TESTO RIPORTATO:
· · · · ·

Per la crisi climatica, invece, non è così e questo tema è già emerso nel dibattito da alcuni anni.

Secondo il filosofo Timothy Morton, i cambiamenti climatici sono infatti un «iper-oggetto» per la sua entità vasta sia sul piano dello spazio che del tempo.

E, va aggiunto, l’entità «biblica» delle conseguenze catastrofiche della crisi climatica può indurre i singoli a comportamenti oscillanti dal rifiuto cognitivo e la rimozione del messaggio a una rassegnazione che impedirebbe ogni azione.

Silvestrini e Zorzoli indicano in «messaggi tranquillizzanti» come vie di fuga dalla trappola: dunque l’indicazione di azioni positive e obiettivi di sviluppo – come il Green Deal – possono aiutare a evitare un’empasse che potrebbe essere esiziale, pur con tutte le contraddizioni.

Per altri versi, è la stessa conclusione di Paul Krugman che, commentando i devastanti incendi australiani (Il rogo della ragione, la Repubblica 14 gennaio 2020), osserva come da parte delle élite conservatrici repubblicane statunitensi, diversamente dal grande pubblico, la posizione anti-climatica è motivata essenzialmente dalla protezione degli interessi economici di riferimento.

E che dunque solo proponendo piani che abbiano benefici economici e industriali come il Green Deal sia possibile, forse, sbloccare la situazione.

Nel corso dei diversi capitoli è continuamente presente quello che rappresenta il fattore limitante di ogni strategia per combattere la crisi climatica: il tempo.

· · · · ·

LISTATO:
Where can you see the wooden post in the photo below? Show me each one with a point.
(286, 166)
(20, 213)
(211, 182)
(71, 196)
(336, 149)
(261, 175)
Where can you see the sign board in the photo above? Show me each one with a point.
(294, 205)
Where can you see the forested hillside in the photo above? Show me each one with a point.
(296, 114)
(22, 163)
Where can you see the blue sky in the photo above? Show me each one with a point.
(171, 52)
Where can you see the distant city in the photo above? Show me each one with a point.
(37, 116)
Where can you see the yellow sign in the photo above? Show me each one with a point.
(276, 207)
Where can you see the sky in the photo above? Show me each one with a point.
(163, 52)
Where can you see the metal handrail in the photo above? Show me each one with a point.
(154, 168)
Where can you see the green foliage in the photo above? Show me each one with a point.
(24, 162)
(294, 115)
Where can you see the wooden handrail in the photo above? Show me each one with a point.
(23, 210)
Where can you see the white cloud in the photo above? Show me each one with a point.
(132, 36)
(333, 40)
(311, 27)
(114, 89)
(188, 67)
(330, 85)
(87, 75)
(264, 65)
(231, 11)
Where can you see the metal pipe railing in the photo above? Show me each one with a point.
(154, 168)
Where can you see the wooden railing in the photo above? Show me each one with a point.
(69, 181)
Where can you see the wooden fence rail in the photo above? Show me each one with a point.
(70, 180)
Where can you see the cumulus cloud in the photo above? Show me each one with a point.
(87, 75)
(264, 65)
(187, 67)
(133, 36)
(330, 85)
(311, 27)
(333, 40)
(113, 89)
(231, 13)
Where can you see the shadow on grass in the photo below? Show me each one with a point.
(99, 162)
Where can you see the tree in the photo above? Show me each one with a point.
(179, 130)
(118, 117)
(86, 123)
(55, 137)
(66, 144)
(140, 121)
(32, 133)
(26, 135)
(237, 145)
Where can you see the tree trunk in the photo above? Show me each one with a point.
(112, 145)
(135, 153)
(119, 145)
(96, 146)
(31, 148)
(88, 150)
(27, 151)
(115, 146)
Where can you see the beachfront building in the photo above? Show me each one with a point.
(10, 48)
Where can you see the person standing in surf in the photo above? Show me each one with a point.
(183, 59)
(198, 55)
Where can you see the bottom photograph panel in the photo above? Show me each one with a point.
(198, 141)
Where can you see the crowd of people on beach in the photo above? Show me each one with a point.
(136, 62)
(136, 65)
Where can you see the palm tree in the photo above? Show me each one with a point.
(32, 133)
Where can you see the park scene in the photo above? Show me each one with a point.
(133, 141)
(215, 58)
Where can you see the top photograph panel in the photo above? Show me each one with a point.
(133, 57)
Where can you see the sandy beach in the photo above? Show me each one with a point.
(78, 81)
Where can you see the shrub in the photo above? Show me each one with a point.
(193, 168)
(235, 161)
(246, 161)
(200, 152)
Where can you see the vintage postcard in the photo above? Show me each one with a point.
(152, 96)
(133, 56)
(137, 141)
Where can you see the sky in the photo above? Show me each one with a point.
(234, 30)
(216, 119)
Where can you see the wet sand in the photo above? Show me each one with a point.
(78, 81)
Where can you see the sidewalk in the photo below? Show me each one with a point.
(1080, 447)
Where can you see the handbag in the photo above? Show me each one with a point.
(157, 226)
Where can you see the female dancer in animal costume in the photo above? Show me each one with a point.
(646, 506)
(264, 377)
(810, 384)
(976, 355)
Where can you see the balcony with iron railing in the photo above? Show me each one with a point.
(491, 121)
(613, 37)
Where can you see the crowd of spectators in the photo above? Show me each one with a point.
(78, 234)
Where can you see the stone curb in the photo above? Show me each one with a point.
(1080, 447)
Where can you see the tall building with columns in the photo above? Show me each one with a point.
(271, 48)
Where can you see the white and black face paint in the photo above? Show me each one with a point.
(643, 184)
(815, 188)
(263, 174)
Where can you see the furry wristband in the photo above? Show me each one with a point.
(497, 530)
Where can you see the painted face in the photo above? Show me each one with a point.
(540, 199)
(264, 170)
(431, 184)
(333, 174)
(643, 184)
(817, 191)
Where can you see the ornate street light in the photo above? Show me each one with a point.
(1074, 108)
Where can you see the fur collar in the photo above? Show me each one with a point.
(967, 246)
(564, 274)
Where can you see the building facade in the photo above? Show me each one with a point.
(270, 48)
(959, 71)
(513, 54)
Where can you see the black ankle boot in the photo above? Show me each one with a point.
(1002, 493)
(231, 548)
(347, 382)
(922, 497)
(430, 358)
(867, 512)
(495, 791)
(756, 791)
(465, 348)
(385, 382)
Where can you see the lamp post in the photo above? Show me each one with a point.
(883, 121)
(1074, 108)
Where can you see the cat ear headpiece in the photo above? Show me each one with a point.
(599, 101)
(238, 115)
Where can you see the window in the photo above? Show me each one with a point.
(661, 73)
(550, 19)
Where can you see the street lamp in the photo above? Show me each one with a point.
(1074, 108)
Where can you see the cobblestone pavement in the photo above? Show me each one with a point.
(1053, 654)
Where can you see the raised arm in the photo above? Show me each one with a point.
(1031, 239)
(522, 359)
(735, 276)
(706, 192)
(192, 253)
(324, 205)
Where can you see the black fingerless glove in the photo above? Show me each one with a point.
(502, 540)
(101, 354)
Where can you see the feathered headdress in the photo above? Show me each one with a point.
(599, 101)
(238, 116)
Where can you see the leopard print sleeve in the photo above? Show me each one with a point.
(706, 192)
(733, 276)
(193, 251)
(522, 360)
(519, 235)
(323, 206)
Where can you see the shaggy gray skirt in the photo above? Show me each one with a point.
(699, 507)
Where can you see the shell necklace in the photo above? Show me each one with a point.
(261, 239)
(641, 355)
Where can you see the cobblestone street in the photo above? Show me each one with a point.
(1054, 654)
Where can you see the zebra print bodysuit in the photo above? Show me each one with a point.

· · · · ·

CONSEGNE:
1. Trascrivi di nuovo tutto il testo sulla crisi climatica da "Silvestrini e Zorzoli" giù fino a "sbloccare la situazione.", rinominando "Green Deal" in "Patto verde".
2. Elenca tutte le righe del listato in cui compare la parola "wooden", distinguendo tra maiuscole e minuscole.

SOLUZIONI:
1.
Silvestrini e Zorzoli indicano in «messaggi tranquillizzanti» come vie di fuga dalla trappola: dunque l’indicazione di azioni positive e obiettivi di sviluppo – come il Patto verde – possono aiutare a evitare un’empasse che potrebbe essere esiziale, pur con tutte le contraddizioni.

Per altri versi, è la stessa conclusione di Paul Krugman che, commentando i devastanti incendi australiani (Il rogo della ragione, la Repubblica 14 gennaio 2020), osserva come da parte delle élite conservatrici repubblicane statunitensi, diversamente dal grande pubblico, la posizione anti-climatica è motivata essenzialmente dalla protezione degli interessi economici di riferimento.

E che dunque solo proponendo piani che abbiano benefici economici e industriali come il Patto verde sia possibile, forse, sbloccare la situazione.

2.
Where can you see the wooden post in the photo below? Show me each one with a point.
Where can you see the wooden handrail in the photo above? Show me each one with a point.
Where can you see the wooden railing in the photo above? Show me each one with a point.
Where can you see the wooden fence rail in the photo above? Show me each one with a point.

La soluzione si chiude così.